### Consigne
Indiquez si chacune des affirmations suivantes concorde avec le texte sur l’information pendant le confinement, en répondant par oui ou par non et en citant textuellement les mots décisifs du texte. (a) L’enquête de Mediapart reposait uniquement sur des sources confidentielles. (b) L’auteur juge que son billet du 2 avril était peut-être trop optimiste. (c) Durant ces semaines, l’information était elle-même confinée.

### Texte source
= = = = =
Chaque jour, l’information apportait une nouvelle pierre à cette incroyable polémique au point que mon billet du 2 avril, duquel je n’avais pourtant rien à retirer, était peut-être trop optimiste à cause de ce que je pouvais lire dans l’après-midi de cette même journée.
Puisque Mediapart publiait une très longue enquête fondée à la fois sur une documentation officielle et des sources confidentielles, fouillée, impressionnante et accablante pour le pouvoir si on se réfère à son titre : « Masques : les preuves d’un mensonge d’État ».
Durant ces semaines, l’information n’est non seulement pas confinée mais incroyablement rapide, vivace, déroutante, profonde.
On sent que plus nous sommes enfermés, parce qu’il le faut, entre nos quatre murs, plus elle se libère, explique, se contredit, est contrainte au pluralisme, est obligée d’écouter, s’abandonne à une modestie rare et se demande ce qui se passera quand, le déconfinement assuré dans des conditions satisfaisantes, le pouvoir et l’opposition se retrouveront face à face et que le temps des comptes commencera.
= = = = =
### Jeu de données
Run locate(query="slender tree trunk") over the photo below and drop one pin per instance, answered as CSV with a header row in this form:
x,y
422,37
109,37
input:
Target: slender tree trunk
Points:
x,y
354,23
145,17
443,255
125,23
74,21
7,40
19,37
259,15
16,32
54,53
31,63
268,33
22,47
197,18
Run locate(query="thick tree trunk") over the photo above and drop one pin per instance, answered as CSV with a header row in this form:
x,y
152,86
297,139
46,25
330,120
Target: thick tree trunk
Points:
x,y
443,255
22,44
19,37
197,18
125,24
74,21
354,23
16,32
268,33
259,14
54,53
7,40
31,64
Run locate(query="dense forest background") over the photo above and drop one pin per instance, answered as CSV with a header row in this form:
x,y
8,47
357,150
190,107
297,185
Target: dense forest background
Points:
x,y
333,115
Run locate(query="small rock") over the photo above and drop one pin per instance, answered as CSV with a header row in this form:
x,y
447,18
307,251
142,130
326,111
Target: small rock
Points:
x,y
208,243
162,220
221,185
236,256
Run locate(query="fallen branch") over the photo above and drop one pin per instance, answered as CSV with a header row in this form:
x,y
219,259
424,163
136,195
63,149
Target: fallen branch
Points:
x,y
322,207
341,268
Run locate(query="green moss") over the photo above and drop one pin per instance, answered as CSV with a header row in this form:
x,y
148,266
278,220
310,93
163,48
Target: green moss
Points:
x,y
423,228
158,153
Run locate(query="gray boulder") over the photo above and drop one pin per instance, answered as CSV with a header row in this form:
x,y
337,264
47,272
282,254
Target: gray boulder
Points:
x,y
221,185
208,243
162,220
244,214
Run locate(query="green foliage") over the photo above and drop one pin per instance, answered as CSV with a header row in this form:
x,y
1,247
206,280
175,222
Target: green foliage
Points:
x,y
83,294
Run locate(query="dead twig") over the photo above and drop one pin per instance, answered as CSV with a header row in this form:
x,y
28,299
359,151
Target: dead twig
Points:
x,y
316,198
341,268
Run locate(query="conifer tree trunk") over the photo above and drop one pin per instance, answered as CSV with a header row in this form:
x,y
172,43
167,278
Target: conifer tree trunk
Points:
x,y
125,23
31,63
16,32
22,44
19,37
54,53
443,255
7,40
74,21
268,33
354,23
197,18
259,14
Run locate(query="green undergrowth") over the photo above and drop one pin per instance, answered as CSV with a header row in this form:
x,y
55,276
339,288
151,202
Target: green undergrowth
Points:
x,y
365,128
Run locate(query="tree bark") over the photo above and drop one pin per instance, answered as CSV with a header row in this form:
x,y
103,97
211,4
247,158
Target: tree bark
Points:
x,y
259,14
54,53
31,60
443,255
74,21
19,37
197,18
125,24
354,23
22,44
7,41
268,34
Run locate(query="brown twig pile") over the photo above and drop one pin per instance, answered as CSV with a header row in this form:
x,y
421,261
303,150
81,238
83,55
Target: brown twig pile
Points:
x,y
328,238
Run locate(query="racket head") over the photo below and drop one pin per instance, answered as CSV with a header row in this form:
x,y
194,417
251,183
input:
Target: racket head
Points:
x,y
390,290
= = = = =
### Réponse
(a) Non : « fondée à la fois sur une documentation officielle et des sources confidentielles ».
(b) Oui : « était peut-être trop optimiste ».
(c) Non : « l’information n’est non seulement pas confinée mais incroyablement rapide ».